TEXTO DADO >>
((

Sempre que se aproxima do Dia Internacional da Mulher, há uma grande movimentação por parte das companhias para promover alguma ação para comemorar a data. Algumas decidem dar uma rosa para todas as funcionárias, outras dão um batom, algumas até promovem um dia da beleza, com direito a maquiagem, massagem e tudo mais. Há também aquelas empresas que organizam rodas de conversas, palestras e outros tipos de discussão a respeito dos desafios impostos pela sociedade para as mulheres. Porém, o que raramente se contempla são as inúmeras possibilidades do que é ser mulher no mundo.
O
que acontece na maior parte das vezes é uma padronização do gênero no tripé
branca, cisgênero e jovem. E é justamente aí que mora o perigo. Porque quando
pensamos apenas na mulher branca, jovem, cis, deixamos para trás uma infinidade
de outras, afinal, onde estão as mulheres trans? E as mulheres velhas? E as
mulheres negras? E olha que ainda assim essa lista que coloquei agora não
abarca todas as possibilidades. Há que se pensar nas mulheres com deficiência,
nas gordas, nas que não querem ser mães, nas que odeiam cosméticos, naquelas
que romperam com todos os padrões ditos “normais” por essa sociedade que
insiste em tentar nos colocar em caixinhas.
Dei
um nó na sua cabeça, né? Eu sei. Afinal, é quase impossível contemplar as
infinitas possibilidades de ser mulher no mundo e eu concordo contigo. Mas essa
impossibilidade não pode ser paralisante a ponto de não nos deixar ir
minimamente além daquilo que o status quo nos ensinou como sendo a única
perspectiva para o gênero feminino.

))

PROBLEMA CURTO A >> Transcreva do texto dado o trecho entre "Sempre que se" e "mulher no mundo.", inclusive.
O texto e a listagem não têm nenhuma relação entre si.

MATERIAL DE ENTRADA >>

((

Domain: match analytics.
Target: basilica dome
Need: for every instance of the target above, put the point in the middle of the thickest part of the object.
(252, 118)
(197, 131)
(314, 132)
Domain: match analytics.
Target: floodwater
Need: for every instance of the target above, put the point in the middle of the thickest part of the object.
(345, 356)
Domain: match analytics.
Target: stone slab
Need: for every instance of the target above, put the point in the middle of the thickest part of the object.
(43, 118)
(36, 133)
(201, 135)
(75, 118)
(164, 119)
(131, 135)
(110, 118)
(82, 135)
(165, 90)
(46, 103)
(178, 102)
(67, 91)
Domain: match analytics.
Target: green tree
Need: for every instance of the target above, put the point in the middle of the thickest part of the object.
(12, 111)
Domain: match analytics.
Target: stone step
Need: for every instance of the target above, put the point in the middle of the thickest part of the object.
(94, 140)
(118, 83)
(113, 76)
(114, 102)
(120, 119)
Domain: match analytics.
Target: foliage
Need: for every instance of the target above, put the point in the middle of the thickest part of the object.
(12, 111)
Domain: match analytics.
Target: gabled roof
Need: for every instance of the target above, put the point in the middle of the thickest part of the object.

))

PROBLEMA CURTO B >> Identifique e copie todas as linhas da listagem em que aparece a palavra "stone".

SOLUÇÃO DO EXERCÍCIO A >>
Sempre que se aproxima do Dia Internacional da Mulher, há uma grande movimentação por parte das companhias para promover alguma ação para comemorar a data. Algumas decidem dar uma rosa para todas as funcionárias, outras dão um batom, algumas até promovem um dia da beleza, com direito a maquiagem, massagem e tudo mais. Há também aquelas empresas que organizam rodas de conversas, palestras e outros tipos de discussão a respeito dos desafios impostos pela sociedade para as mulheres. Porém, o que raramente se contempla são as inúmeras possibilidades do que é ser mulher no mundo.

SOLUÇÃO DO EXERCÍCIO B >>
Target: stone slab
Target: stone step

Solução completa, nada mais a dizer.